REQUIREMENT 1 ::
In the forum thread about using pendant with the imparfait, what does jann say the passé composé is for?

# FR: pendant + imparfait ?



## nath1

Hi all hope everything is going well. Ok i read somewhere that with the imparfait you used "depuis" is this a set rule for instance......"ma famille y mangeait PENDANT deux ans parce que nous n'avions pas assez d'argent à vivre". Help im a little please confused  cheers nathan


----------



## Herr Fixxxer

Well, being a native French speaker I never quite learned the rules, it comes naturally. Anyway, the rules are not very clear, all I can tell you is that we'd rather say :

"Ma famille y *a mangé* pendant deux ans parce que nous n'avions [...]"
The passé composé sounds better here.


----------



## gweched

To complete Fixxxer's explanation, we use the passé composé because this action (manger) was repeated during this specific period.
We would use rhe imparfait "nous y mangions parce que nous n'avions pas d'argent" to be less precise and to insist on the duration.
The imparfait is used for descriptions or long actions.
Hope it helps!


----------



## privatedomain

Dropping to your very interesting discussion, I found few examples where we have "pendant" and imparfait. Anybody could clarify why is that?
1.Ils étaient donc ensemble pendant toutes ces années.
2. C’est là, dans cette villa, que j’étudias en cachette pendant la guerre. 
3. Pendant tout ce temps la douleur augmentait. Et ils couraient après les voitures, les médecins, les ampoules, les infirmières.
I though with pendant we have always passe compose or simple but these are examples from novels, so they can't be wrong!
Cheers!


----------



## jann

> I though with pendant we have always passe compose or simple


It is true that we very often need one of these two tenses with _pendant_.... but not always. 

Why?

Remember, the passé composé is for punctual actions and things of definite duration.  Since we often use the word _pendant_ do define the duration (_pendant 2 ans, pendant 30 minutes,_ etc.), that means we often use it with passé composé.  But as your example sentences demonstrate, it is quite possible to use _pendant_ without actually putting definite limits on when the event happened (_pendant ma jeunesse, pendant la guerre, _etc).  And when we are describing the past, or mentioning events of indefinite duration (habits, repeated actions, etc.), we need the imperfect.

The first sentence is a clear description, and _toutes ces années _is not a definite duration.
The second sentence mentions the repeated action or habit of studying secretly, and "during the war" is not really a definite duration either.
The third sentence is again a description, and _tout ce temps_ isn't really definite either.

Does that help?


----------



## nouvelleprof

I just read through the above explanations and want to double check a hunch. Originally I thought the correct sentence would read "Pendant 5 ans, il nous envoyait une carte de Noël, et puis, il a arrêté." But, is it actually "il nous a envoyé"? I thought it would be "nous envoyait" to mean "he would send us (annually)." Merci!


----------



## olivier68

Le meilleur temps ici serait (sans trop avoir le contexte) , le passé simple : l'action est certes répétitive, mais elle est achevée.

Items stored from a collection ::
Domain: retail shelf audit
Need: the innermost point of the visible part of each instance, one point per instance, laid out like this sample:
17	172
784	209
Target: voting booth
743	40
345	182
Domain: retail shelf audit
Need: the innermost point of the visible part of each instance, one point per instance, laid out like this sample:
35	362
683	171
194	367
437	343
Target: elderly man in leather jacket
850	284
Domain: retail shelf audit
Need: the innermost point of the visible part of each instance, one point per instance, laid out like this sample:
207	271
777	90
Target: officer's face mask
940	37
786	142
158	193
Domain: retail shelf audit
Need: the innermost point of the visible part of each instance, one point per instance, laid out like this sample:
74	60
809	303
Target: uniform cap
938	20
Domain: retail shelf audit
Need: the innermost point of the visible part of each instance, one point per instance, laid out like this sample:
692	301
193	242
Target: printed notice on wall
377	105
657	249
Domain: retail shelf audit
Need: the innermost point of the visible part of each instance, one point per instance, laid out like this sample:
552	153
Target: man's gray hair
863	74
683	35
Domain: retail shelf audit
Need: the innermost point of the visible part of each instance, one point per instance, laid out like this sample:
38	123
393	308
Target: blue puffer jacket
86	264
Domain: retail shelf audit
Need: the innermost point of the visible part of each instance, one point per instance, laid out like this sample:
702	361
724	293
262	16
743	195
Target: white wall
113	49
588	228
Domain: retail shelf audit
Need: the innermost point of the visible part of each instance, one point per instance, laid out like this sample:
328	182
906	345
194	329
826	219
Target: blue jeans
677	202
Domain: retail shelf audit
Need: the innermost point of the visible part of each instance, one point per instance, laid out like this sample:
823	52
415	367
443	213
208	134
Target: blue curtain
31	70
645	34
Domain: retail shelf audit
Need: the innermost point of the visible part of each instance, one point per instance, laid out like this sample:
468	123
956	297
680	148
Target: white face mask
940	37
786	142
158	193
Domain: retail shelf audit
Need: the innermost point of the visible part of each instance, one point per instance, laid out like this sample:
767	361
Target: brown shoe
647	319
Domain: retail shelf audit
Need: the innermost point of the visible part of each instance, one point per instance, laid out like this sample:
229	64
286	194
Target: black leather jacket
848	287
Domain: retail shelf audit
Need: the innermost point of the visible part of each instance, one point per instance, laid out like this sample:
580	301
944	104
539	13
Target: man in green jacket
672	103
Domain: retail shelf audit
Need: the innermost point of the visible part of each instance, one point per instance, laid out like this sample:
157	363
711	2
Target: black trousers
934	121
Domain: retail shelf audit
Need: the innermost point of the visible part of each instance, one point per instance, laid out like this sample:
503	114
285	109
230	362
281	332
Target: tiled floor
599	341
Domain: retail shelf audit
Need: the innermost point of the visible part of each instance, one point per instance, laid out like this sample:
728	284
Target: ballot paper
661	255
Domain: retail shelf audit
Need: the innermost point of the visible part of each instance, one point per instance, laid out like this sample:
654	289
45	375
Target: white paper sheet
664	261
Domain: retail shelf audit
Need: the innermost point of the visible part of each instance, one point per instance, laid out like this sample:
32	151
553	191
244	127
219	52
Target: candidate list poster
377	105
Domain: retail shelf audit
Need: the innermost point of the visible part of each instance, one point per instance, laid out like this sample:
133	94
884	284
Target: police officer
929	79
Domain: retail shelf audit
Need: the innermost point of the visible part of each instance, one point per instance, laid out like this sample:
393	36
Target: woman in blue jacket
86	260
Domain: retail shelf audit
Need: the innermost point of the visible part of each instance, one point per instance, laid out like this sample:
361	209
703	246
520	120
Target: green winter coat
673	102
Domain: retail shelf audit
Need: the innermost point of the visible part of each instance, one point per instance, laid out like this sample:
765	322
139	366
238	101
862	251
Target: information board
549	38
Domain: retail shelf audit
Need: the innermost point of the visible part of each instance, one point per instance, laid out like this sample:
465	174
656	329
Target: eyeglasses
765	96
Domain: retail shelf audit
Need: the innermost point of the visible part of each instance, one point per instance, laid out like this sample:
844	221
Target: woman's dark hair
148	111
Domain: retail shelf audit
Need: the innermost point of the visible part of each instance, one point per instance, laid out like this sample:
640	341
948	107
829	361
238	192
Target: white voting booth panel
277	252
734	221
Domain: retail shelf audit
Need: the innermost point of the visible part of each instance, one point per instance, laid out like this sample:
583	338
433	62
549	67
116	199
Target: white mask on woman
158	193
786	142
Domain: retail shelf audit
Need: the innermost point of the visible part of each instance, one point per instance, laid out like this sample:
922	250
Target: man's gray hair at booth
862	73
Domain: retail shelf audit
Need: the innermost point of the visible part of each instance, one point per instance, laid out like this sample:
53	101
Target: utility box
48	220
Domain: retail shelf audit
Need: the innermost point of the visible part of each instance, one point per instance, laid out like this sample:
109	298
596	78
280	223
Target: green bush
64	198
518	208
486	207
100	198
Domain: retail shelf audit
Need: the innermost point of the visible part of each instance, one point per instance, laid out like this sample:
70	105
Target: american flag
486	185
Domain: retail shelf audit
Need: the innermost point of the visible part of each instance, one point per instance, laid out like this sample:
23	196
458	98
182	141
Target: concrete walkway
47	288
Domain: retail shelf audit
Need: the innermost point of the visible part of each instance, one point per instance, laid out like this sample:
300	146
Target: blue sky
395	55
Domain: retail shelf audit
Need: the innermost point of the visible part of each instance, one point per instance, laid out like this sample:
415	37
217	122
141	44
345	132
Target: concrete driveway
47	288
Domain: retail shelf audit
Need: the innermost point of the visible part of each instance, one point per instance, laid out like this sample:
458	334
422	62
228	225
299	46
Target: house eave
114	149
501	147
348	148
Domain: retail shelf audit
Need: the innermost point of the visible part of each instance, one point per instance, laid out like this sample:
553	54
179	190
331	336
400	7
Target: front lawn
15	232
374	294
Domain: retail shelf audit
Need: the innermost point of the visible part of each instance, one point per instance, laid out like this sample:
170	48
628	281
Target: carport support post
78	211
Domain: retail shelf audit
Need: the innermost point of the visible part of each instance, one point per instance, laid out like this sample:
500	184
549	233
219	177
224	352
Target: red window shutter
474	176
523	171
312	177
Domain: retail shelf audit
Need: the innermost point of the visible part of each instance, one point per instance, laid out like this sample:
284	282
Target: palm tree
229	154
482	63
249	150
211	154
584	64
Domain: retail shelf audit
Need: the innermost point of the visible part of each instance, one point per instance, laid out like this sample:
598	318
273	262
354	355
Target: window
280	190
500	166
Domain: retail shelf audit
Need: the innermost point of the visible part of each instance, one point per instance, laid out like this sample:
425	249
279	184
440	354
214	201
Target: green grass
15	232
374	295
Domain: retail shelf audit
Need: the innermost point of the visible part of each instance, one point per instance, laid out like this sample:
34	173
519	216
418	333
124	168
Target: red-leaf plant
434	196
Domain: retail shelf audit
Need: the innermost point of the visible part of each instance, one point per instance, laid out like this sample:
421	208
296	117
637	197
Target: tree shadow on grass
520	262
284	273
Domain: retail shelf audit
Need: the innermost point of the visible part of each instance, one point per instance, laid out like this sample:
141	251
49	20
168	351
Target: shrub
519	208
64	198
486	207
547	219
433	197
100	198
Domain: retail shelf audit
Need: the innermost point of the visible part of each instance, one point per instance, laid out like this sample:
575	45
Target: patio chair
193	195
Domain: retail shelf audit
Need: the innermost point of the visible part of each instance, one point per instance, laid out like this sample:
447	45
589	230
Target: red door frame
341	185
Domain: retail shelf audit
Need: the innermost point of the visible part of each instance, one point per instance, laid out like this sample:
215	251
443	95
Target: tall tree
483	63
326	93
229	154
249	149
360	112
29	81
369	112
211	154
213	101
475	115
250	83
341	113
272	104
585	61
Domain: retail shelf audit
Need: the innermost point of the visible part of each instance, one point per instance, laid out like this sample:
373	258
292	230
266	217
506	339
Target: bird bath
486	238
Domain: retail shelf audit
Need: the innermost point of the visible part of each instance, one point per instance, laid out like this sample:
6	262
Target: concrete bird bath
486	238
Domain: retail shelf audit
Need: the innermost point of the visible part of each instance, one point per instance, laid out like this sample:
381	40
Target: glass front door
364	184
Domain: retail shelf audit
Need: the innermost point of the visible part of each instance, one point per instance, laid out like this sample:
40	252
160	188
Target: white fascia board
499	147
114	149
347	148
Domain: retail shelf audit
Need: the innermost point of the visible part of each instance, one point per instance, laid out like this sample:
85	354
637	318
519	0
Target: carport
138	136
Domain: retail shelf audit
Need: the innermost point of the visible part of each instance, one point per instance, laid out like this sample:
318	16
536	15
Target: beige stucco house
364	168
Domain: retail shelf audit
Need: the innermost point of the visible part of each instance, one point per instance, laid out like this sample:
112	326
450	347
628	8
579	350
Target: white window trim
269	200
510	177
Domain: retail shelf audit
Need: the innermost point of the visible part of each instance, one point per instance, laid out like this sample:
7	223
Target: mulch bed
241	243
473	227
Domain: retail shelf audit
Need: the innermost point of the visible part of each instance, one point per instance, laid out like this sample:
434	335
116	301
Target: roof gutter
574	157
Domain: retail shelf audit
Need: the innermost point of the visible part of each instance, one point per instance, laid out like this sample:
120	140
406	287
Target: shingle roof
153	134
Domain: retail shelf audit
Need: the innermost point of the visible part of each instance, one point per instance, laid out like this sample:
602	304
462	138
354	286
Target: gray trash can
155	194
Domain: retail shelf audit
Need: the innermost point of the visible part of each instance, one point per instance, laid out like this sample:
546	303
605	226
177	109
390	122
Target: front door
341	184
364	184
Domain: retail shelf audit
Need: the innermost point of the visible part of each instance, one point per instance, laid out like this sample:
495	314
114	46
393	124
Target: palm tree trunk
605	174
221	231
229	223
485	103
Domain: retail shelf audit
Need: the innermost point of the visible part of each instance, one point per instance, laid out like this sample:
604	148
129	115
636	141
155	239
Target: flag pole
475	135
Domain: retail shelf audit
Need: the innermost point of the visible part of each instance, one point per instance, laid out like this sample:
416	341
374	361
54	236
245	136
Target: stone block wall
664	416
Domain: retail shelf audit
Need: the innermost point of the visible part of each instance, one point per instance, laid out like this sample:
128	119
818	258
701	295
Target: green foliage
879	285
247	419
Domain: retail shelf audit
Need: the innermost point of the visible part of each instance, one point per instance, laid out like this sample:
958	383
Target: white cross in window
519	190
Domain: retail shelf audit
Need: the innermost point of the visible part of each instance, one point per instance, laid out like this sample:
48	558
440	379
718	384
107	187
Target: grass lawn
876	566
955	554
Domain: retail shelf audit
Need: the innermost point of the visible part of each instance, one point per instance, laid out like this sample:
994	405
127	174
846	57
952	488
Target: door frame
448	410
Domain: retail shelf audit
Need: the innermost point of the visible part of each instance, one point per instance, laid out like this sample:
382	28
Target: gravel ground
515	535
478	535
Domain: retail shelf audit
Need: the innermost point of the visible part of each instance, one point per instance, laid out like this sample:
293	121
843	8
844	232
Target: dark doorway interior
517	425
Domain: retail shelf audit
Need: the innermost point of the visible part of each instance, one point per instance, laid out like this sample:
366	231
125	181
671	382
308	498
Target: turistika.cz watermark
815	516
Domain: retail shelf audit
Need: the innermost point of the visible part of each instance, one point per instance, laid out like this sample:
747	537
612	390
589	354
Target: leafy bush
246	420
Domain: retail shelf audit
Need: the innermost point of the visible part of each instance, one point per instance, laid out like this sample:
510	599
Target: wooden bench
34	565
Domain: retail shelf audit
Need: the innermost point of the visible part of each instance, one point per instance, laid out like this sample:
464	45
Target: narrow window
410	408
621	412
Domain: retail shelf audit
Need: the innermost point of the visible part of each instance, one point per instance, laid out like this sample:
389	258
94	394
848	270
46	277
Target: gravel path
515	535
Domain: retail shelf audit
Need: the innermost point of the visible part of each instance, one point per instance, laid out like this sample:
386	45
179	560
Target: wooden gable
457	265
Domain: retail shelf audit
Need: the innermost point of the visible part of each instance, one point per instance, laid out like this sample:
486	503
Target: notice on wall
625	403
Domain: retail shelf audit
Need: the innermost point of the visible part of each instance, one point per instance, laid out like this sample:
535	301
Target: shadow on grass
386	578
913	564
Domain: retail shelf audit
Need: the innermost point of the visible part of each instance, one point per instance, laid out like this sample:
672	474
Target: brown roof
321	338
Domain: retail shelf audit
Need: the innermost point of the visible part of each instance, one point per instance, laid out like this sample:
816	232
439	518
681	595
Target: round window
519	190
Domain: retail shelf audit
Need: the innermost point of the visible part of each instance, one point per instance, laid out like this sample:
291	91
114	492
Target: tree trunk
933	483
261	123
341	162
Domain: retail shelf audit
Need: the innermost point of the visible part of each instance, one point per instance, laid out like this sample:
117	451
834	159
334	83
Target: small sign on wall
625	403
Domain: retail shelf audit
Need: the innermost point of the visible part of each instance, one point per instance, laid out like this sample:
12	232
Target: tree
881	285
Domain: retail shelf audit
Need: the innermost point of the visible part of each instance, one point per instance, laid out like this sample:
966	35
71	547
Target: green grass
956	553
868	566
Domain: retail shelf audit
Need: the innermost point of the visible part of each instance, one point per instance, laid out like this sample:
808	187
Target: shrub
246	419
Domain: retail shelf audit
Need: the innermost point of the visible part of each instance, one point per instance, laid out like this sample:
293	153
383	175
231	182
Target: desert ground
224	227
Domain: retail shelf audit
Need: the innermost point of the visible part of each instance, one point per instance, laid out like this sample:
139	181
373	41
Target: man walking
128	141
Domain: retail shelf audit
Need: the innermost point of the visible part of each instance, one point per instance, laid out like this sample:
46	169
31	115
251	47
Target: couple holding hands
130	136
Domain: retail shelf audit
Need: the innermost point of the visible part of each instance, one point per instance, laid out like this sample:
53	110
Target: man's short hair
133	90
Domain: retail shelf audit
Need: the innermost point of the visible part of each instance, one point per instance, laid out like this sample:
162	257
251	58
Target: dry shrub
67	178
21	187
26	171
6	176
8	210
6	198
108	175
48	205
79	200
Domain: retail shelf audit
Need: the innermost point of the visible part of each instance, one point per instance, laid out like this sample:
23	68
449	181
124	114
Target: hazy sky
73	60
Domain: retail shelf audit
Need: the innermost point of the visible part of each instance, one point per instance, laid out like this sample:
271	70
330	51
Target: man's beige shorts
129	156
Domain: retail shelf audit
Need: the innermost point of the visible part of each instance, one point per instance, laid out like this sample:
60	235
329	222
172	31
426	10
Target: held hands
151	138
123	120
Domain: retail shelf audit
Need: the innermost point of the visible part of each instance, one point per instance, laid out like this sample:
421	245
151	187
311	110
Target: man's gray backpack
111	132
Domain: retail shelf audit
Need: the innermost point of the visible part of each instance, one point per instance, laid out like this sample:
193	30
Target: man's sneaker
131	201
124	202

REQUIREMENT 2 ::
List every line in the rows that contains the word "face".

CORRECT RESULT 1 ::
Punctual actions and things of definite duration.

CORRECT RESULT 2 ::
Target: officer's face mask
Target: white face mask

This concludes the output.